=== Kutipan teks ===

__________________________________________________

Bukan dengan kesedihan dan tangisan, Departemen Sosiologi Fisipol UGM mengenang kepergian koleganya Dana Zakaria Hasibuan. Departemen Sosiologi justru memilih menggagas ulang pemikiran Dana Zakaria Hasibuan, sosok pengajar yang kritis dan senantiasa menjadikan pemuda sebagai subjek perubahan.
“Kesedihan masih terasa ketika melihat gambaran dari mas Dana, tentu pingin nangis, tapi saya kira di kesempatan yang baik ini kita ingin mengenangnya dengan cara yang berbeda,” ujar Dr. Wawan Mas’udi, Wakil Dekan Bidang Akademik dan Kemahasiswaan, di Fisipol UGM, Rabu (31/10) saat acara Menggagas Ulang Formasi Subjek Intelektual Yang Kritis dan Emansipatoris, Tribute Our Beloved Colleque Dana Zakaria Hasibuan and Public Discussion.
Wawan menuturkan Dana adalah pengajar yang selalu gelisah dengan sekitarnya. Banyak hal yang selalu didiskusikannya mulai dari kegelisahan terkait perkembangan di Indonesia dan dunia global. Selain itu, juga soal pragmatisme yang luar biasa dan tekanan ideologi pasar yang sangat luar biasa.
Termasuk di dalamnya tradisi intelektual yang saat itu sedang dalam berbagai tekanan dan berbagai perkembangan. Salah satu keinginan yang digagas Dana adalah membuat lingkar studi yang bersifat informal.
“Sebuah lingkar studi yang memungkinkan sharing gagasan dari yang bersifat sederhana dan kira-kira untuk membentuk kembali sebuah tradisi intelektual kritis dan emansipatoris di tengah semakin menguatnya berbagai macam bentuk kodifikasi keilmuan,” katanya.

__________________________________________________

=== Data ===
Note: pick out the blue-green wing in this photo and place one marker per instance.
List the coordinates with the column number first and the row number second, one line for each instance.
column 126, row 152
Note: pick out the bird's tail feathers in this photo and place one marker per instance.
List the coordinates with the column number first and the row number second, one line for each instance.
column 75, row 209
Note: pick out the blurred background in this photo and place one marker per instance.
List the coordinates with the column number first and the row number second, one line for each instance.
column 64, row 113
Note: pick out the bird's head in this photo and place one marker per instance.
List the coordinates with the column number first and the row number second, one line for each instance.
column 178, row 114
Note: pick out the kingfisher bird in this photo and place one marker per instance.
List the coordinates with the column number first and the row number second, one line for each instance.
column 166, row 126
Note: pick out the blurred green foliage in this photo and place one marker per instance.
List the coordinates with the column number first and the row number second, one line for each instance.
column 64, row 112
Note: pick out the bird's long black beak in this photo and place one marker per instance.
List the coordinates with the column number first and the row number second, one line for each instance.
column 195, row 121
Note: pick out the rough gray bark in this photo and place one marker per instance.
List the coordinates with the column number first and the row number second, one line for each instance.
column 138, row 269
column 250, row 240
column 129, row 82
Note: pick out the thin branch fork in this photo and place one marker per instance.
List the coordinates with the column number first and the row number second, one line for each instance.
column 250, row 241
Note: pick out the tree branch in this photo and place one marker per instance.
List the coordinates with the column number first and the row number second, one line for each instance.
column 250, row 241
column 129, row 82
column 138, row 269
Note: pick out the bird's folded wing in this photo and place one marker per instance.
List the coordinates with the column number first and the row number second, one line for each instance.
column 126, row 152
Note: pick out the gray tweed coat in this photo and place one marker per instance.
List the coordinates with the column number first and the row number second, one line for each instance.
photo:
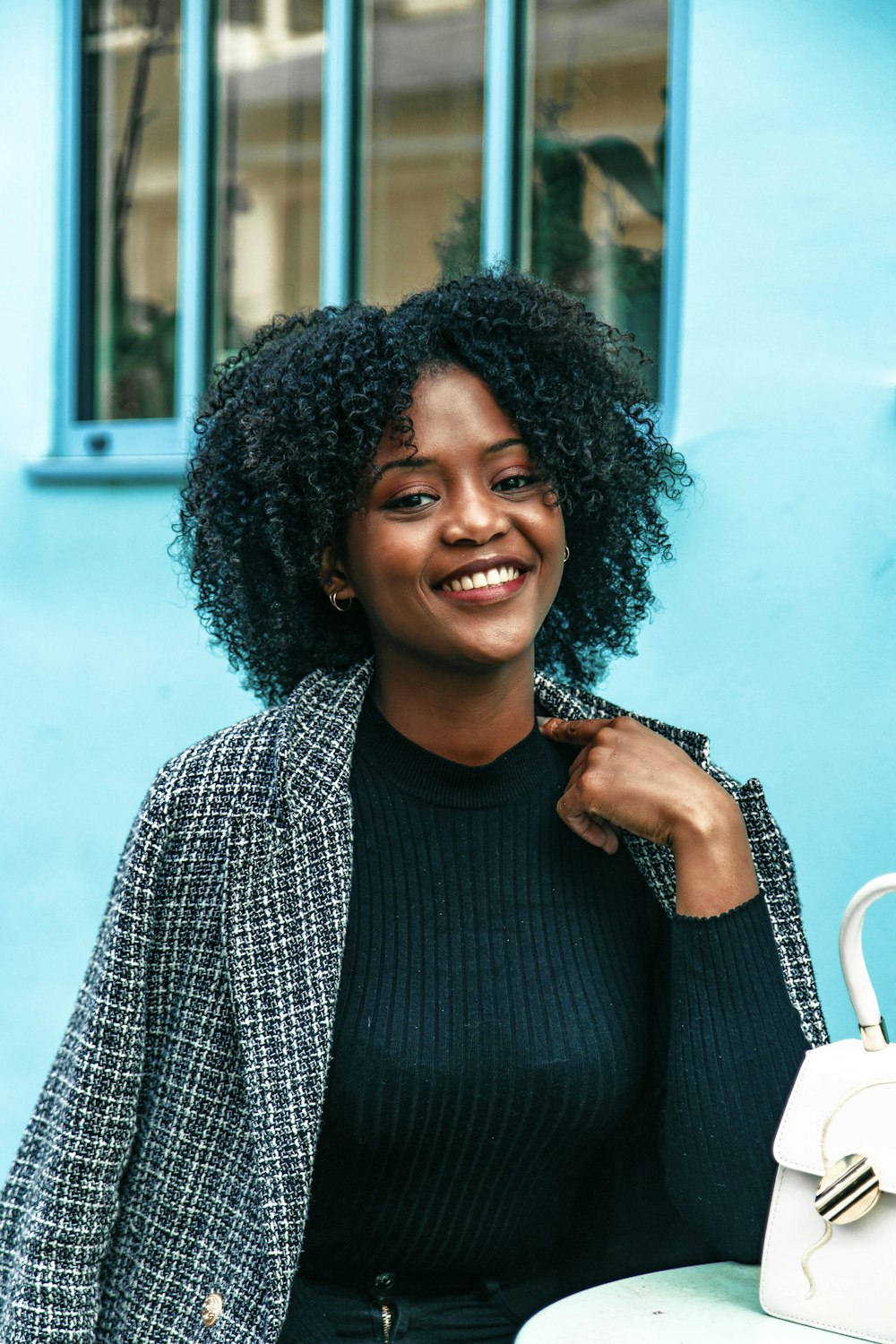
column 171, row 1150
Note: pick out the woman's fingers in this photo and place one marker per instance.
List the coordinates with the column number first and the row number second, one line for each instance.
column 576, row 731
column 589, row 825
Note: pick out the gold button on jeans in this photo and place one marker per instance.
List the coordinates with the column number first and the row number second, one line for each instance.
column 212, row 1306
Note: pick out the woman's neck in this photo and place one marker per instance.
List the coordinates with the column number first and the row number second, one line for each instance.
column 470, row 717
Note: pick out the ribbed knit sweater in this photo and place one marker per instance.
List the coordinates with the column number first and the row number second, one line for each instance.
column 532, row 1064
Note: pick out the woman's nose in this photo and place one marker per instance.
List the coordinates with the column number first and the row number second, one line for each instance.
column 476, row 516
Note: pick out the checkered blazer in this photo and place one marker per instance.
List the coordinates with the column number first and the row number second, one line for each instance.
column 171, row 1150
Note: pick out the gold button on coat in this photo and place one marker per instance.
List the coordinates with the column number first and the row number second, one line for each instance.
column 212, row 1306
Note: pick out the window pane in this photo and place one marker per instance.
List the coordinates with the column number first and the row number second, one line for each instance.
column 269, row 164
column 128, row 301
column 598, row 158
column 425, row 163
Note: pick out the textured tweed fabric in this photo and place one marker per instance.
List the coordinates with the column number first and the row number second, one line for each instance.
column 171, row 1150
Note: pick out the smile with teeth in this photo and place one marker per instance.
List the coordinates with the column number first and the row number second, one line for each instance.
column 484, row 578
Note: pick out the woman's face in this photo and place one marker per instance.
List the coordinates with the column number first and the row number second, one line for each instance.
column 457, row 551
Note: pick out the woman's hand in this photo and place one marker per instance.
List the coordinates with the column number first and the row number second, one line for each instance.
column 632, row 779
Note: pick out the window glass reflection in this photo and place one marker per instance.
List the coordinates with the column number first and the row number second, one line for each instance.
column 598, row 158
column 425, row 160
column 129, row 195
column 268, row 167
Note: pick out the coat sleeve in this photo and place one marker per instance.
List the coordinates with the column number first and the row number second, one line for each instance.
column 59, row 1203
column 737, row 1012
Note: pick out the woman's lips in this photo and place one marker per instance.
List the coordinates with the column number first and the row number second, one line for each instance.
column 490, row 593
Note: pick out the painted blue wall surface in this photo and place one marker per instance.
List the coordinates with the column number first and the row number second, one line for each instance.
column 778, row 631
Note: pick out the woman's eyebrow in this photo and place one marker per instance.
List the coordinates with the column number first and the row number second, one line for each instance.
column 417, row 460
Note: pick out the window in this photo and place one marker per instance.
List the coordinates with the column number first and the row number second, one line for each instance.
column 217, row 177
column 598, row 155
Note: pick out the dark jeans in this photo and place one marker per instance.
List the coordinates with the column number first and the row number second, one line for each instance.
column 485, row 1312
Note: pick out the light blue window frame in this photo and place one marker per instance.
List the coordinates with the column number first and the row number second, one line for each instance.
column 156, row 451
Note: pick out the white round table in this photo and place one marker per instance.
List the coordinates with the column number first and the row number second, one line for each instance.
column 705, row 1303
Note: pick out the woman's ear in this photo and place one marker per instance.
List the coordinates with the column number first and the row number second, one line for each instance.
column 333, row 577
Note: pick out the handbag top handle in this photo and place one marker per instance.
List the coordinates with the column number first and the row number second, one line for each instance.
column 861, row 992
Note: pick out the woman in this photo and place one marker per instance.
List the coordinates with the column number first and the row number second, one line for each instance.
column 386, row 1034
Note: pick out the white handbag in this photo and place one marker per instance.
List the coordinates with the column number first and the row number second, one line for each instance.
column 829, row 1257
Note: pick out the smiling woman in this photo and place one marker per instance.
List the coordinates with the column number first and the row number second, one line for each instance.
column 409, row 1011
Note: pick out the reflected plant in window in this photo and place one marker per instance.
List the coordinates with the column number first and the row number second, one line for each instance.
column 129, row 210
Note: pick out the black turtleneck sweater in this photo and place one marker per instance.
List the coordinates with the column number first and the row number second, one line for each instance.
column 533, row 1064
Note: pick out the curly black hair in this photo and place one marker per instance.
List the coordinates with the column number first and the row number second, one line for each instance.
column 287, row 435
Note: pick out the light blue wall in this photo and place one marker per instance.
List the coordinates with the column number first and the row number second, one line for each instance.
column 780, row 625
column 104, row 669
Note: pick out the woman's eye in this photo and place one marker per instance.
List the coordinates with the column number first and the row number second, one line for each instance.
column 417, row 499
column 516, row 483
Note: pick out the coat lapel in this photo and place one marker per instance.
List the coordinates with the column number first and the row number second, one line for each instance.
column 287, row 894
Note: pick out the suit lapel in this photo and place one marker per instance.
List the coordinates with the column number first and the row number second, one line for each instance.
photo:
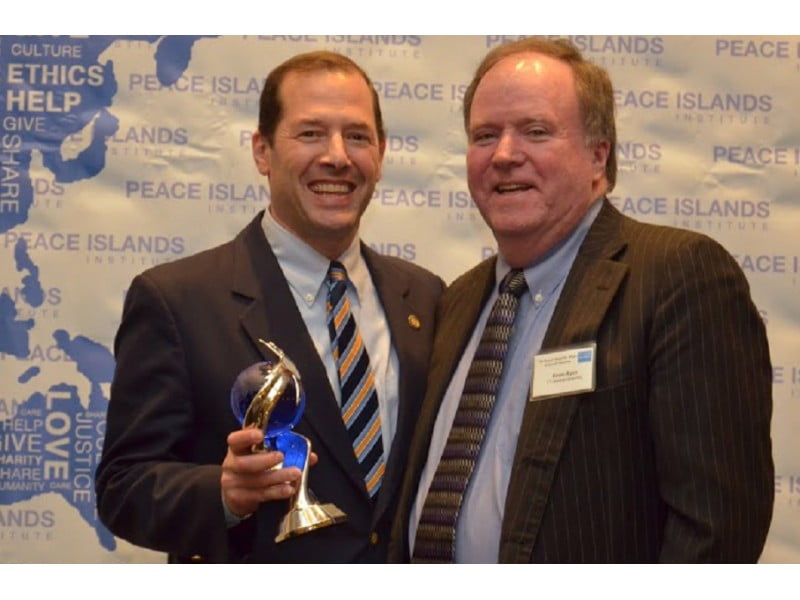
column 273, row 316
column 590, row 287
column 394, row 286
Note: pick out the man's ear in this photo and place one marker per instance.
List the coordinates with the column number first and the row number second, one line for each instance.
column 261, row 153
column 599, row 152
column 381, row 150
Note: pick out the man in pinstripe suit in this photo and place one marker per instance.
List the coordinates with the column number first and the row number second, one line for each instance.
column 659, row 448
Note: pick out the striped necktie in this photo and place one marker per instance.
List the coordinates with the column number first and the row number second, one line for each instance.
column 436, row 533
column 359, row 397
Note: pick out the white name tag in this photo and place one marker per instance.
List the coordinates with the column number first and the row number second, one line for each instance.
column 564, row 371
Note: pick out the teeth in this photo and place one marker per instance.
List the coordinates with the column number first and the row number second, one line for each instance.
column 512, row 187
column 330, row 188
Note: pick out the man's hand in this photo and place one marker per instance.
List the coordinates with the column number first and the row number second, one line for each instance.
column 248, row 478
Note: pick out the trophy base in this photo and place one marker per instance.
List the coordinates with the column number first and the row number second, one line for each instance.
column 301, row 520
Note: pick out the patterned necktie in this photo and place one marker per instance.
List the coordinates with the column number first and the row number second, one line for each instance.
column 359, row 397
column 436, row 533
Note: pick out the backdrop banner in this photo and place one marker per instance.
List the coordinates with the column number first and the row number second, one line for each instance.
column 120, row 153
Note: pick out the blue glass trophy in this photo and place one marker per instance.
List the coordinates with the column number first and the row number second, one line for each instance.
column 269, row 396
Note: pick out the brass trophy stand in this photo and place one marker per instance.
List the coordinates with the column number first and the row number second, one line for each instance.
column 269, row 396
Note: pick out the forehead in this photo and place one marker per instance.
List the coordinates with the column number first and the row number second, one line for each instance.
column 526, row 80
column 326, row 94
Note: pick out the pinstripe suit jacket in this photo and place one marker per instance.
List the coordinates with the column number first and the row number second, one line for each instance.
column 669, row 459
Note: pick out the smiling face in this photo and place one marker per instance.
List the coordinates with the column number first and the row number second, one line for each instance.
column 529, row 168
column 325, row 159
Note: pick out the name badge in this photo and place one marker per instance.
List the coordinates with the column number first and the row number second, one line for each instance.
column 564, row 371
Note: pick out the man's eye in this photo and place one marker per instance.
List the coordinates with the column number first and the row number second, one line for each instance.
column 482, row 137
column 358, row 137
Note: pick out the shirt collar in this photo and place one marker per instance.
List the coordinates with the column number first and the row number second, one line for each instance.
column 306, row 269
column 546, row 273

__________________________________________________

=== Tugas singkat 1 ===
Salin dengan persis bagian kutipan tentang Dana Zakaria Hasibuan mulai dari "Bukan dengan kesedihan" sampai dengan "and Public Discussion.".
=== Tugas singkat 2 ===
Teruskan kutipan tentang Dana Zakaria Hasibuan, dimulai sesudah kalimat terakhir yang tercantum.
Catatan di atas tidak ada hubungannya dengan kutipan tentang Dana Zakaria Hasibuan.

=== Hasil latihan 1 ===
Bukan dengan kesedihan dan tangisan, Departemen Sosiologi Fisipol UGM mengenang kepergian koleganya Dana Zakaria Hasibuan. Departemen Sosiologi justru memilih menggagas ulang pemikiran Dana Zakaria Hasibuan, sosok pengajar yang kritis dan senantiasa menjadikan pemuda sebagai subjek perubahan.
“Kesedihan masih terasa ketika melihat gambaran dari mas Dana, tentu pingin nangis, tapi saya kira di kesempatan yang baik ini kita ingin mengenangnya dengan cara yang berbeda,” ujar Dr. Wawan Mas’udi, Wakil Dekan Bidang Akademik dan Kemahasiswaan, di Fisipol UGM, Rabu (31/10) saat acara Menggagas Ulang Formasi Subjek Intelektual Yang Kritis dan Emansipatoris, Tribute Our Beloved Colleque Dana Zakaria Hasibuan and Public Discussion.

=== Hasil latihan 2 ===
Dr. Arie Sujito, M.Si, Ketua Departemen Sosiologi, Fisipol UGM, sepakat mengenang Dana bukan dengan kesedihan. Merenungkan dan merefleksi adalah salah satu cara mengenang Dana karena ada banyak ide dan peran yang sudah dilakukan.
“Kita masih punya pekerjaan rumah besar dan saya mengenal Dana karena dulu mahasiswa saya. Dia adalah aktivis dan selalu menjadikan pemuda sebagai subjek perubahan. Dia memiliki kampus sendiri yaitu di kantin dan disana muncul ide-ide,” kata Arie.
Arie meyakini sosiolog itu dilahirkan untuk selalu resah pada peradaban. Sosiolog bukan memapankan realitas tapi mempersoalkan realitas dengan memunculkan gagasan-gagasan yang tidak dipikirkan orang.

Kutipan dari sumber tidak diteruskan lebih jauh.